_INFORMATION GIVEN_
########
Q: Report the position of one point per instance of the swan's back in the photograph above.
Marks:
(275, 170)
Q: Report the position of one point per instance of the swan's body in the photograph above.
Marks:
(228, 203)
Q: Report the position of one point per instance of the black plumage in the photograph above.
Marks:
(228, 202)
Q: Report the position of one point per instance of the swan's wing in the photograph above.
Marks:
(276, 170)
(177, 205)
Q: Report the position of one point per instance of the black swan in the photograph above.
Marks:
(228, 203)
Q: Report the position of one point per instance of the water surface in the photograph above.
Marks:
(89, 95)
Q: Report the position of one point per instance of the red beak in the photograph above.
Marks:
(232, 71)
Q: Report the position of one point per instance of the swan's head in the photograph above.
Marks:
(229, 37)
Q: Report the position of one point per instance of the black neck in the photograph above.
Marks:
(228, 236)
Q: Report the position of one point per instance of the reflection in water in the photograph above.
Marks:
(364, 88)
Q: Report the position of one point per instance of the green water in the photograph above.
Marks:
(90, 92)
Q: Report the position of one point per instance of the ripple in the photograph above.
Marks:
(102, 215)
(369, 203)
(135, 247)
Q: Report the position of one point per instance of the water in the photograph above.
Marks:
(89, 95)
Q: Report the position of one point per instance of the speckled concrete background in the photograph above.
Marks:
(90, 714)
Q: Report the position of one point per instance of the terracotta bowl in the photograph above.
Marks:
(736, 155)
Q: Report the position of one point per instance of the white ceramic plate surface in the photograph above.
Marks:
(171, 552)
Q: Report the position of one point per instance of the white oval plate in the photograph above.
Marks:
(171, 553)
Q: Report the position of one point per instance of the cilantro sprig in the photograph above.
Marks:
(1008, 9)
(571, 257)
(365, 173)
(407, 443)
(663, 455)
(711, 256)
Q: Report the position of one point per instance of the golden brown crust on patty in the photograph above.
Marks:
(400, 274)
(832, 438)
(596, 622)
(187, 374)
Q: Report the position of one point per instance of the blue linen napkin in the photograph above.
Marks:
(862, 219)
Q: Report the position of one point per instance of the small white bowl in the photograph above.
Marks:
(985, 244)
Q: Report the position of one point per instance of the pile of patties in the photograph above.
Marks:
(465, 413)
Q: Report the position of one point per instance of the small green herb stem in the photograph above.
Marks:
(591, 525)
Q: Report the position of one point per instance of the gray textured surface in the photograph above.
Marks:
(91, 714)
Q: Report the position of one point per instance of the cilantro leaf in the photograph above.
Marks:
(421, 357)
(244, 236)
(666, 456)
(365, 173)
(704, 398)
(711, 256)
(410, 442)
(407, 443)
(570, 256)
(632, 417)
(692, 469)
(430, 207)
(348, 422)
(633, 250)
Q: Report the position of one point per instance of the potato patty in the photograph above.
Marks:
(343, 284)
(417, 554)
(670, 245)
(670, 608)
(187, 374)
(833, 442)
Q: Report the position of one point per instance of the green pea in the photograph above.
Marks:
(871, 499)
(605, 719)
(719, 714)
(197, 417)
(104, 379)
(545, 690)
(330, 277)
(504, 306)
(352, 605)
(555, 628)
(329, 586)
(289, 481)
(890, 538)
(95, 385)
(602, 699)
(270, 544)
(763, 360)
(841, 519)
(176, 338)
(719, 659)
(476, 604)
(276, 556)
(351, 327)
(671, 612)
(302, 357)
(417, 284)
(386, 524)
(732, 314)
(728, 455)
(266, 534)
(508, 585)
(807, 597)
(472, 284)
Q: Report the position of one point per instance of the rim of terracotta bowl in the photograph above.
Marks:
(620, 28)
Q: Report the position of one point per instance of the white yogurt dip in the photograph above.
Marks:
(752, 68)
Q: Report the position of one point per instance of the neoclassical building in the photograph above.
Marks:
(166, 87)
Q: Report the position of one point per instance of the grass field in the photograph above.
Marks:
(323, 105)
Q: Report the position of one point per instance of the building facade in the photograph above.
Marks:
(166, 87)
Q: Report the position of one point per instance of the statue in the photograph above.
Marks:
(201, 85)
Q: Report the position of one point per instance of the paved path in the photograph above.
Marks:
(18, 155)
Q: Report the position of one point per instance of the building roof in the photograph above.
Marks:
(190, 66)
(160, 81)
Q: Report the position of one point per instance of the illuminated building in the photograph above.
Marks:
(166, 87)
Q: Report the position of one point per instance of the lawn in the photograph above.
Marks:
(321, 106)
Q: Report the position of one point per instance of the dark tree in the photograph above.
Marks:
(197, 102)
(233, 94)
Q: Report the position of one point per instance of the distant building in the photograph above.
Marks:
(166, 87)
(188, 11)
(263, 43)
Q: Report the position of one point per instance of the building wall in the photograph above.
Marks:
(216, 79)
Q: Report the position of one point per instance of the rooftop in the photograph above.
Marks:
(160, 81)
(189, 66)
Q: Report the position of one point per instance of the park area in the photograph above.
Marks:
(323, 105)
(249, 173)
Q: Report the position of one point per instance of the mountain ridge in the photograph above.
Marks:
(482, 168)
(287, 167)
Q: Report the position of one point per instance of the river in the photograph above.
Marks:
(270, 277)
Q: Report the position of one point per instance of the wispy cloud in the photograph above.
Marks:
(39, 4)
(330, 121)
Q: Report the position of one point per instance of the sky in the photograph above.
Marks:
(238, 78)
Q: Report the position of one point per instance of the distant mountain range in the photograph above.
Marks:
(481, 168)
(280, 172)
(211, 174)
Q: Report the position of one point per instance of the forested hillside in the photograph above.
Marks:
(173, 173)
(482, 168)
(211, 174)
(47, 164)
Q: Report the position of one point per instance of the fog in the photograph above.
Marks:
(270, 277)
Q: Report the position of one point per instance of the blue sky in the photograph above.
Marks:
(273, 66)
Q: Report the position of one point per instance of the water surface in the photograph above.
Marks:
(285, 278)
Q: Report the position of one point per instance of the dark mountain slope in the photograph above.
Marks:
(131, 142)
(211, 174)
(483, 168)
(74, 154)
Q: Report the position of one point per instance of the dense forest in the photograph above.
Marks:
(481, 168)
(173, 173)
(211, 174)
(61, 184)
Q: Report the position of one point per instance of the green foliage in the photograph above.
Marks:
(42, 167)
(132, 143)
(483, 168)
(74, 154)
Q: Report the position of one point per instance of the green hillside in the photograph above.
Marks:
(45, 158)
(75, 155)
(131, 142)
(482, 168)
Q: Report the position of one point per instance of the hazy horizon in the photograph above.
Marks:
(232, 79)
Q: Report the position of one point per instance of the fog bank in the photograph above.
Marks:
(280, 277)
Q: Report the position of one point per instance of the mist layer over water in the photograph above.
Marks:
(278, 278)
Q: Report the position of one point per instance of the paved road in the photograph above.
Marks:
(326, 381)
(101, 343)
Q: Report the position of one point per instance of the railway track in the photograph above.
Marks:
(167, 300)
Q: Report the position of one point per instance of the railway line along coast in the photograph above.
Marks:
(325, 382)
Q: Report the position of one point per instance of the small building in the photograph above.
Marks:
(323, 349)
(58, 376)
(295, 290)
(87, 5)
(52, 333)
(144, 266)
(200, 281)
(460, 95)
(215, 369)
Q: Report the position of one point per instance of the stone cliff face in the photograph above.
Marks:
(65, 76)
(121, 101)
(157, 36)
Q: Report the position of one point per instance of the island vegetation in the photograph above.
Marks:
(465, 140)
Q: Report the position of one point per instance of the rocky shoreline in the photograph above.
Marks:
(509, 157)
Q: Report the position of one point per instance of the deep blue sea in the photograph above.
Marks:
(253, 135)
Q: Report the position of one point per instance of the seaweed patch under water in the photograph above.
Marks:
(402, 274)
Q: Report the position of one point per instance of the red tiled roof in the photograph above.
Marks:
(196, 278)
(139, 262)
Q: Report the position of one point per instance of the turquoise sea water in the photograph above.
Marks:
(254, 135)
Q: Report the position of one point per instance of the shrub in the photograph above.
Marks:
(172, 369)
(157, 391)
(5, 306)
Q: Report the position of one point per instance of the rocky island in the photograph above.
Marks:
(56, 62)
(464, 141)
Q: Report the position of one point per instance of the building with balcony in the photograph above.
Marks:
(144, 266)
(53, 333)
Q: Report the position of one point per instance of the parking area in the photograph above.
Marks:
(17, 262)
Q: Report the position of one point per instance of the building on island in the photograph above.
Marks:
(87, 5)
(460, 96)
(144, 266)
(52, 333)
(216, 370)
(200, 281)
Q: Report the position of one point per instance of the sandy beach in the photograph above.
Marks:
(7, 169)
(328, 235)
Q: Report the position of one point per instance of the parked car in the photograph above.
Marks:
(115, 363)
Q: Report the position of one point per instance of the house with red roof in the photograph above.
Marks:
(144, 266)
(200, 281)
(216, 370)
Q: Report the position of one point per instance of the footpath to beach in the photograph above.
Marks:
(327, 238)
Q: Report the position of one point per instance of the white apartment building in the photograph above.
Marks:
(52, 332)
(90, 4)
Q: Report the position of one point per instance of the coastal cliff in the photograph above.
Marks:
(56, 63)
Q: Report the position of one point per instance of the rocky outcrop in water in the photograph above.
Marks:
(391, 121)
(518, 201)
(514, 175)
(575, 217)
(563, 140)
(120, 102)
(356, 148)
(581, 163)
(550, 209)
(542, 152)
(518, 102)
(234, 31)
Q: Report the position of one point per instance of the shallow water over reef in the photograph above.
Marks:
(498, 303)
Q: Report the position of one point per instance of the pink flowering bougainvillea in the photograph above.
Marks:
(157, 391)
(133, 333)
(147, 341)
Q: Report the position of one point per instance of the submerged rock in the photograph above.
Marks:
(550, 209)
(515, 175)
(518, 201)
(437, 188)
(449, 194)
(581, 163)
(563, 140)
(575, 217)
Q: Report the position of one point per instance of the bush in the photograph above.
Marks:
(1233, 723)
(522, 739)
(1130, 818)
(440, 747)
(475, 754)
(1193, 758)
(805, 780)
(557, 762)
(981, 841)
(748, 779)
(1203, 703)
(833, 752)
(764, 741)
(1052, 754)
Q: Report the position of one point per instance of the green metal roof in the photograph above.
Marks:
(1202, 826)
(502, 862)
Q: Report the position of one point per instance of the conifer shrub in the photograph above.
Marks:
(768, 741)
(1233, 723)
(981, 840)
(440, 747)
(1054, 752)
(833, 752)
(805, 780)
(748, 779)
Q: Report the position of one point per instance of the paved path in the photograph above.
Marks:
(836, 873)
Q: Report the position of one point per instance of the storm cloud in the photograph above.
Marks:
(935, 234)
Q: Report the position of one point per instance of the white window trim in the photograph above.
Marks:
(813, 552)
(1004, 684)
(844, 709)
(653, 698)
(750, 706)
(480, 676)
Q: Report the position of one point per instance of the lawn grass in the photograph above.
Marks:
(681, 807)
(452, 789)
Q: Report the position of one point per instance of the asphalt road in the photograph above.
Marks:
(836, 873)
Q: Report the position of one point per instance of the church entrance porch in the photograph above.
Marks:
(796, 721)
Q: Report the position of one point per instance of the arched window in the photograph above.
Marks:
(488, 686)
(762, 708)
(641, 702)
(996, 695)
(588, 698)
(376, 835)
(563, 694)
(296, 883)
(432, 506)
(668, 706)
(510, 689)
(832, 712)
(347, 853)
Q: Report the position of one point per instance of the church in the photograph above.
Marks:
########
_TO DO_
Reproduce only the rows from the line containing "trim in the photograph above." through the last of the rows, inclusive, requests included. Multiply every coordinate in the answers by 1.65 and round to whole numbers, with halves rounded up.

_TASK SOLUTION_
Q: Report the position of one point per instance of the white window trim in the photograph above.
Marks:
(1341, 911)
(1657, 1129)
(1393, 1170)
(1077, 1152)
(1238, 1165)
(792, 1115)
Q: Report the position of one point per instance of the lawn grass in the photograph above.
Marks:
(1124, 1332)
(746, 1302)
Q: Report the position of one point per instance of the asphalt road in the photograph above.
Marks:
(1379, 1440)
Q: Report the position of one point per instance of the church entrance porch in the photograph above.
Marks:
(1313, 1190)
Q: Report the position of one point per instance of the arched window in the photograph above.
Marks:
(805, 1132)
(1257, 1168)
(1058, 1158)
(1643, 1147)
(970, 1152)
(620, 1378)
(929, 1145)
(488, 1457)
(713, 835)
(1102, 1165)
(842, 1137)
(1373, 1175)
(573, 1407)
Q: Report the position of one point per instance of the church in the photograph above.
Marks:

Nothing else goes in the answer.